Data section:

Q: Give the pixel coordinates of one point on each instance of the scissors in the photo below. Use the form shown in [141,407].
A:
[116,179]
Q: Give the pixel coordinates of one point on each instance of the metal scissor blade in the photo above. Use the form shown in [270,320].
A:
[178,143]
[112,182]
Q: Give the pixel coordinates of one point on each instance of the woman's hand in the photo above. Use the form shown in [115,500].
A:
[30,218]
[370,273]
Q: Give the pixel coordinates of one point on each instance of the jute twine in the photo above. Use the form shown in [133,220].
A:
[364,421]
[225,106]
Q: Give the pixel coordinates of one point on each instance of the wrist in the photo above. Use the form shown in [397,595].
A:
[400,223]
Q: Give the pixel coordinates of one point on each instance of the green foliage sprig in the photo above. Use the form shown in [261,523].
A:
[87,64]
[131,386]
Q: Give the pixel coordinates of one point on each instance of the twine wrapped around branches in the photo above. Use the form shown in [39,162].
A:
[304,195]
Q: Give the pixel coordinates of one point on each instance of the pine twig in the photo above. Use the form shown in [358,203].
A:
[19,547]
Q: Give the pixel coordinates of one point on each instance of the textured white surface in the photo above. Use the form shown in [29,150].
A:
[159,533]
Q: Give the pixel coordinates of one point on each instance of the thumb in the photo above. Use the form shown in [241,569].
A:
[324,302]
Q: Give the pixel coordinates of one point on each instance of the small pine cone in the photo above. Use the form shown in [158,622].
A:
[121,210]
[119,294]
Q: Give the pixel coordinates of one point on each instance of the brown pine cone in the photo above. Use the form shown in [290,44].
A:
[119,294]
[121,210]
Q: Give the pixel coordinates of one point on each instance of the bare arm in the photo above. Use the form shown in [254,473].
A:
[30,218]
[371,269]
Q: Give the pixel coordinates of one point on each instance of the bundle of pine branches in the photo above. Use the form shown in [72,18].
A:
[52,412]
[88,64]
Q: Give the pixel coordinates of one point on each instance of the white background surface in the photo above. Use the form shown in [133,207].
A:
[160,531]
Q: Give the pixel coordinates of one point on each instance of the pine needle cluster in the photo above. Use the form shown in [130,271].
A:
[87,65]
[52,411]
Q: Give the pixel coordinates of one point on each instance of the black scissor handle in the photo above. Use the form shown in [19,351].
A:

Problem requirements: Using the records above, write out exactly the lines from the one containing "shown in [358,203]." through the last, and add nothing.

Task solution:
Q: Give the pixel coordinates of one point on each instance of the pine twig in the photo above. Use the form shown in [358,203].
A:
[19,547]
Q: Give the pixel coordinates of one point on each instance of the textured white surface in the photo above. Use the form shown in [29,150].
A:
[159,533]
Q: Give the pixel coordinates of one point on each instance of the thumb in the photo above. Use the form shown in [241,569].
A:
[324,302]
Q: Give the pixel coordinates of one point on each instance of the small pine cone in the photo above. Use the form shown in [158,622].
A:
[121,210]
[119,294]
Q: Give the pixel coordinates of one point on each instance of the brown pine cone in the photo above. Use the form shown in [290,44].
A:
[119,294]
[121,210]
Q: Give the pixel coordinates of one point on each instance of the bare arm in the photo above. Use the form shown in [254,473].
A:
[30,218]
[371,269]
Q: Give the pixel coordinates of one point on each instance of the bundle of pine branches in the photo above. Use the form shown in [72,18].
A:
[52,412]
[88,64]
Q: Give the pixel coordinates of one point on each instance of the white background surface in the photo above. Use the form shown in [133,207].
A:
[160,531]
Q: Give the pixel coordinates of one point on each instance of the pine needle cluster in the photo above. Use the form shown in [130,271].
A:
[87,65]
[52,411]
Q: Give the pixel coordinates of one point on each instance of the black scissor handle in the photo above. Use the form shown in [19,351].
A:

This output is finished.